*Dataset extract*
════════

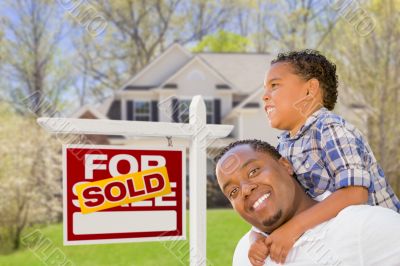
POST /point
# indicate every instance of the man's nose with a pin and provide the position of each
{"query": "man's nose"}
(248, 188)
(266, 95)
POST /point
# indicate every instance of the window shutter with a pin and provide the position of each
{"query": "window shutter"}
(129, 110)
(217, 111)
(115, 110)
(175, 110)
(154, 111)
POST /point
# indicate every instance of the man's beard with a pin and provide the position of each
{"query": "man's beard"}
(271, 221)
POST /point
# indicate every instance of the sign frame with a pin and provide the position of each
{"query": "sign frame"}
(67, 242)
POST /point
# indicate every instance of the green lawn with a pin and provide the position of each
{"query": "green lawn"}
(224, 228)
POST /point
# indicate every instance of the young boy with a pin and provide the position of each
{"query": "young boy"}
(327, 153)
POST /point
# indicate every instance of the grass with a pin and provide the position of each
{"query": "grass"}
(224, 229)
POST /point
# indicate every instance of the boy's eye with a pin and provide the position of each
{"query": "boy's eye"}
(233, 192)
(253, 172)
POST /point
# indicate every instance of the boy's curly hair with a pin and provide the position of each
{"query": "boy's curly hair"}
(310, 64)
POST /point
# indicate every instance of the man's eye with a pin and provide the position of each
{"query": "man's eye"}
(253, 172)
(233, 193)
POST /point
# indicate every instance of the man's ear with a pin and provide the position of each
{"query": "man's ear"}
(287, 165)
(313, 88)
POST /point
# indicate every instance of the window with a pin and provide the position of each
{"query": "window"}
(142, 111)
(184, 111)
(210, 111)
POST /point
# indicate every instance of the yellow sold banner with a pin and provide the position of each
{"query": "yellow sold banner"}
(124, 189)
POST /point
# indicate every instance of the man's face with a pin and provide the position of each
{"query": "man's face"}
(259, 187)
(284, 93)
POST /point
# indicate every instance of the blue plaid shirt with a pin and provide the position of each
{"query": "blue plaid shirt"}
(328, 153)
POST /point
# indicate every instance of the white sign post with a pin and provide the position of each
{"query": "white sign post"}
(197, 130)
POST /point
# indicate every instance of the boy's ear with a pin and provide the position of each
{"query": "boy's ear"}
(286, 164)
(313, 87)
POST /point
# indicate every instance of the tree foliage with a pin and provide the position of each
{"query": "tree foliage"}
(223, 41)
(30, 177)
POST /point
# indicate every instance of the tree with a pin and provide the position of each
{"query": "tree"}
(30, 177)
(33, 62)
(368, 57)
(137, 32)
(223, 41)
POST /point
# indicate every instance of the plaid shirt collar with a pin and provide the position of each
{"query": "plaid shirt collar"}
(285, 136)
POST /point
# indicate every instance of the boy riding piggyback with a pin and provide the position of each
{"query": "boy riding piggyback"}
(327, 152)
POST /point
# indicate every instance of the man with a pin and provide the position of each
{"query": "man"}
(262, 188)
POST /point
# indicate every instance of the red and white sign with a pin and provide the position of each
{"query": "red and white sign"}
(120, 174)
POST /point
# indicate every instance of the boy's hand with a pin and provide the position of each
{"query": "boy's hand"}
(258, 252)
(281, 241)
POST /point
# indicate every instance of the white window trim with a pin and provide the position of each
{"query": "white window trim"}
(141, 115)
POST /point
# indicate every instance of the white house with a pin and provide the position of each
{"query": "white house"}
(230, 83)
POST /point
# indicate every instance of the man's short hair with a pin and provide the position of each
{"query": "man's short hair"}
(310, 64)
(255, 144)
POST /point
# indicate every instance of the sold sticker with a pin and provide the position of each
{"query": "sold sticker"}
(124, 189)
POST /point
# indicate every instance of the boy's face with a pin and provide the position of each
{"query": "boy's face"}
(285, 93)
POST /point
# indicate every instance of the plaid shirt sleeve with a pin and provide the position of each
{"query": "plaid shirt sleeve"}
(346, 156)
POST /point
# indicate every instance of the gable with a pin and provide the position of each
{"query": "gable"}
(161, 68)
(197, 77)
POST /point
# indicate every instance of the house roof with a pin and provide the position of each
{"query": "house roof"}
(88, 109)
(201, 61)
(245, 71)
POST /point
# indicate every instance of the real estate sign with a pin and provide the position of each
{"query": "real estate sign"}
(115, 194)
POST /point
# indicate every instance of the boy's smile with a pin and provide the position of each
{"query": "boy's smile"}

════════

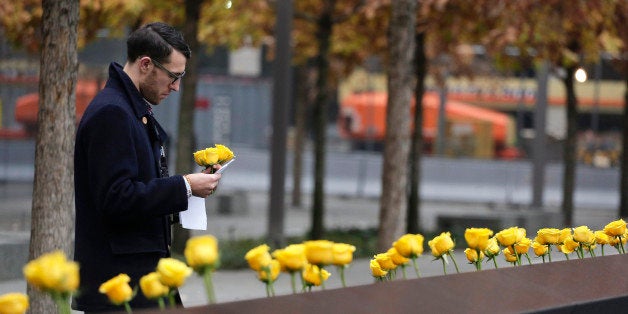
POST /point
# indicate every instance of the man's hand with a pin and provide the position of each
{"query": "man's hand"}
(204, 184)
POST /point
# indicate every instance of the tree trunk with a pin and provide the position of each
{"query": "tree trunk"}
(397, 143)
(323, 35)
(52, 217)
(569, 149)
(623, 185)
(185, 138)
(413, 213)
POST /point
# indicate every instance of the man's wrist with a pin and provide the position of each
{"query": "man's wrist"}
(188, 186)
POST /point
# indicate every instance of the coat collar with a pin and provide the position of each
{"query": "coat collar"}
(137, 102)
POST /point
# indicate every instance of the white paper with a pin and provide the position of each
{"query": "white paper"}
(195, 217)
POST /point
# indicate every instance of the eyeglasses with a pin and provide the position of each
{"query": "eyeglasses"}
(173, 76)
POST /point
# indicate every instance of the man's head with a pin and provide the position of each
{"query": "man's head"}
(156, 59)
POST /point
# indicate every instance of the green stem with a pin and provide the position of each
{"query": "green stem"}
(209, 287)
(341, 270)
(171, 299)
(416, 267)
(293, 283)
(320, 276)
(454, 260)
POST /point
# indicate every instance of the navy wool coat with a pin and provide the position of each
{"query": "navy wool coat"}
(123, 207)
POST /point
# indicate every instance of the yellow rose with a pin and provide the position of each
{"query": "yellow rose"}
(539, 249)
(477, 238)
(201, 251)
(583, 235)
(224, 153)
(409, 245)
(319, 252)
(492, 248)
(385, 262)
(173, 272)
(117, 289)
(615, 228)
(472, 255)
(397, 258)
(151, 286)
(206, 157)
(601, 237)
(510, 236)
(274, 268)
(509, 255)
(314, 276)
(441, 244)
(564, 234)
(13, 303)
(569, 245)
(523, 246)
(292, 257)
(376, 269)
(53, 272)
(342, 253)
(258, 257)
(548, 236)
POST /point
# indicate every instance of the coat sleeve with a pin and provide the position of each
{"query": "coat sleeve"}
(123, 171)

════════

*Task goal*
Pick out every line of the entries above that contains the string "estate", and copy each one. Treat uppercase and lowercase letters as different.

*Solution for this task*
# indicate every instance of the real estate sign with a pin and provide the position of each
{"query": "real estate sign"}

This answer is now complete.